## Page excerpt

****

The Amiralian Group, led by Group Leader Dr Nasim Amiralian, is interested in using materials observed in nature and applying them in multidisciplinary areas of engineering and science to develop versatile and reliable approaches towards new type of products with desirable properties.  

Specifically, our research focuses on using nanocellulose platform technology to develop innovative materials. The application of nanocellulose for advanced materials is an emerging field in Australia, and our Group aims to further expand this technology as a reliable source of green and high-performance materials. In doing so, we work on the translation of the fundamental science into practical and widely adopted technologies through collaboration with industry.

Our research has provided exceptional opportunities to forge collaborations with Indigenous Australian peoples and industry partners. We have built trust in these relationships through positive outcomes and considerate navigation of complex landscapes that genuinely connect research with the community and industry.

****

## Work to complete
**1.** Answer these questions from the group profile:
(a) Who leads the Amiralian Group?
(b) What platform technology does the group's research use to develop innovative materials?
(c) Besides industry partners, with whom has the group's research let it forge collaborations?
**2.** Quote the group profile word for word, starting with "The Amiralian Group, led" and going on through "with desirable properties.".
The data after this point is separate from the group profile.

****

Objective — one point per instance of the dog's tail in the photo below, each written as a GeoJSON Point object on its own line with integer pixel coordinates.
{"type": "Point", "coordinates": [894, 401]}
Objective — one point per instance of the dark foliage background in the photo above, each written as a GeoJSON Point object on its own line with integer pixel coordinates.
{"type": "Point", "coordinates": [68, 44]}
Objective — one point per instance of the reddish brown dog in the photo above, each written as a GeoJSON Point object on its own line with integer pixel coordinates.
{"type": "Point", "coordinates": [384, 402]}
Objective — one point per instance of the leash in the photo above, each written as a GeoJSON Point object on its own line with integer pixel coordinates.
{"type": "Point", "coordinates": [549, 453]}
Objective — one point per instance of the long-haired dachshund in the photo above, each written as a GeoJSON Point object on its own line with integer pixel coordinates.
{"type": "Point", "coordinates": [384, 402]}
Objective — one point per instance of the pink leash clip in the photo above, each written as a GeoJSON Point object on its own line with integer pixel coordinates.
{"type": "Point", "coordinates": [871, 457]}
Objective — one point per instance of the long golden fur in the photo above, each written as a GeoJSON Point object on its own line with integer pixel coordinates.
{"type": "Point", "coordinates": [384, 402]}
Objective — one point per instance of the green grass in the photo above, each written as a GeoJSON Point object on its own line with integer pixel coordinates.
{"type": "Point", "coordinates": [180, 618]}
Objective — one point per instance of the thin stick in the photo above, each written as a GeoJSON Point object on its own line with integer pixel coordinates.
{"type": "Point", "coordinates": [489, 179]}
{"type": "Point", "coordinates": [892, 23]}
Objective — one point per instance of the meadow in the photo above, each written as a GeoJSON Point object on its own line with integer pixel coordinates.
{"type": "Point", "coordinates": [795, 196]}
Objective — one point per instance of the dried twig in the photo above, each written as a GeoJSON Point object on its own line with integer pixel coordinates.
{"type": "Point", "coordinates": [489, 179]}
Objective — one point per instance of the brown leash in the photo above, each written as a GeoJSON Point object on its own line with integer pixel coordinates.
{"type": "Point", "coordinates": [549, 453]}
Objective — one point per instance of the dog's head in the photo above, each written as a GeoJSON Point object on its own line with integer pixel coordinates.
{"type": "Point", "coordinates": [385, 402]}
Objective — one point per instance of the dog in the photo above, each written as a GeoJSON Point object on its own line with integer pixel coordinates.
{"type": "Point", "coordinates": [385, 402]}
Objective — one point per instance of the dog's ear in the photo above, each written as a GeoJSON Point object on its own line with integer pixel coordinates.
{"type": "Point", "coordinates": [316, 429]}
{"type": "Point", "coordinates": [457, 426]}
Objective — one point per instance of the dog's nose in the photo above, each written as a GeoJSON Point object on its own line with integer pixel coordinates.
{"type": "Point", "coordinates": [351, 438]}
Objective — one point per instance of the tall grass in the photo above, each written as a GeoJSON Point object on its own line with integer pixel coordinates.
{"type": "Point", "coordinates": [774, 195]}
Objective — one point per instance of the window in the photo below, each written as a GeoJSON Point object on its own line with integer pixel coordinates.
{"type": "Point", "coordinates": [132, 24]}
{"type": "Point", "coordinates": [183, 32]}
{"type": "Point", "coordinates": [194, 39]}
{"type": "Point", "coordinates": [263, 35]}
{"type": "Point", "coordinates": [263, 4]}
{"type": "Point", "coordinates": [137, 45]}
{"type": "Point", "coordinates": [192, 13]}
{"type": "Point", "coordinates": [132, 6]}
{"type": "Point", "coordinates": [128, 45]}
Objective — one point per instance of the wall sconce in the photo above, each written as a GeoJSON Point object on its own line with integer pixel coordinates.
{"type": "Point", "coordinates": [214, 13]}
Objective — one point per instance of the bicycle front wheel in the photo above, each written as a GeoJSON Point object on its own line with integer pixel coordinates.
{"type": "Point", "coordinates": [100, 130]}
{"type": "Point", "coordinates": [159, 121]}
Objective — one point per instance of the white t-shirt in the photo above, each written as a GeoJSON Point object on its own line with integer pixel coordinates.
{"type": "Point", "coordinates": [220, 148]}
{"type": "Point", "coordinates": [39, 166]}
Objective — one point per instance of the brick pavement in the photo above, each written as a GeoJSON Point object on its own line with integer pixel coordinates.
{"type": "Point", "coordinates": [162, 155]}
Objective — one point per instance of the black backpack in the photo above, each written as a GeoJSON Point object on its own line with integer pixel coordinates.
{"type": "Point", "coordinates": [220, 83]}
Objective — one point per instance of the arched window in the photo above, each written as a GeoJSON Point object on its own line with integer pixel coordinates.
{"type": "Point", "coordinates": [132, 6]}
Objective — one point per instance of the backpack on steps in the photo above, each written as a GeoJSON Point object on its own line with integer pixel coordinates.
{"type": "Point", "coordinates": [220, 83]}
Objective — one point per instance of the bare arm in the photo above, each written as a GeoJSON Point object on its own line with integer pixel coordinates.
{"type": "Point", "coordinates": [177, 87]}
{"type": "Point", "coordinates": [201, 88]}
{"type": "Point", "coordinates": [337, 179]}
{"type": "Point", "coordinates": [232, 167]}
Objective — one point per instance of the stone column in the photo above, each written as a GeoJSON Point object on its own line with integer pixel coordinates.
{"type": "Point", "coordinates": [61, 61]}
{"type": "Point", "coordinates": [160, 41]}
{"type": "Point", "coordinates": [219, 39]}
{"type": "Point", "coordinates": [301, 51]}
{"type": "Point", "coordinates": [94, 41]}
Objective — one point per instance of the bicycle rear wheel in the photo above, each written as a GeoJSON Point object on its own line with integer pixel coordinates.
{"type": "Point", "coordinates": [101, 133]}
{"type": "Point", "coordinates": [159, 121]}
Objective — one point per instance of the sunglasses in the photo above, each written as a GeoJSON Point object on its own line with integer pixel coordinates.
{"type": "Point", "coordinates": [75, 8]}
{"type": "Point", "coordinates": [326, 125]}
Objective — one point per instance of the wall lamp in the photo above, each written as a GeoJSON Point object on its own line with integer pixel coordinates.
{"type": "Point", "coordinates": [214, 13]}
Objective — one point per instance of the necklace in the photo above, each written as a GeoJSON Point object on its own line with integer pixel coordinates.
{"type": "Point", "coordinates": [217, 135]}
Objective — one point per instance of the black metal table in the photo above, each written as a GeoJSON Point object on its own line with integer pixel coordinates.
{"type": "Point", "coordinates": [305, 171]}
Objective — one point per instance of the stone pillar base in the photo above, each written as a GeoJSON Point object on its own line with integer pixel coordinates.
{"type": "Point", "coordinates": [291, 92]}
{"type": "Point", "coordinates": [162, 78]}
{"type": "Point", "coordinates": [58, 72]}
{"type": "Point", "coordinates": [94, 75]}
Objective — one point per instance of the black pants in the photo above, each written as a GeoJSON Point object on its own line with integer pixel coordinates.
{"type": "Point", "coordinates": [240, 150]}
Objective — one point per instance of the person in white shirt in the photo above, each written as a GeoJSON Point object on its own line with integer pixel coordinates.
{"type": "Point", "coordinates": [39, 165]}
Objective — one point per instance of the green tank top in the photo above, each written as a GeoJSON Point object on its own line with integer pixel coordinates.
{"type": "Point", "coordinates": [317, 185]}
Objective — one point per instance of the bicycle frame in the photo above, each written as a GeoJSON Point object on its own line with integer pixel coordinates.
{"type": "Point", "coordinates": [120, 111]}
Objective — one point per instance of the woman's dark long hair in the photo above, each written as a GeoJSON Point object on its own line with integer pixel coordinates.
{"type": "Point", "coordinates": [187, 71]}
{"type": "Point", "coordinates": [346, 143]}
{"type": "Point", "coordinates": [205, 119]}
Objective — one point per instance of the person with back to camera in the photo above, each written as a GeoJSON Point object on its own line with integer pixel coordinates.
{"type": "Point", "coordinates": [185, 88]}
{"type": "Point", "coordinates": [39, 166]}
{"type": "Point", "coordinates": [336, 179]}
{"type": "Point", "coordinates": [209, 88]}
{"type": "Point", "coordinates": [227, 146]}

****

## Expected outputs
**1.**
(a) Group Leader Dr Nasim Amiralian
(b) Nanocellulose platform technology
(c) Indigenous Australian peoples

**2.**
The Amiralian Group, led by Group Leader Dr Nasim Amiralian, is interested in using materials observed in nature and applying them in multidisciplinary areas of engineering and science to develop versatile and reliable approaches towards new type of products with desirable properties.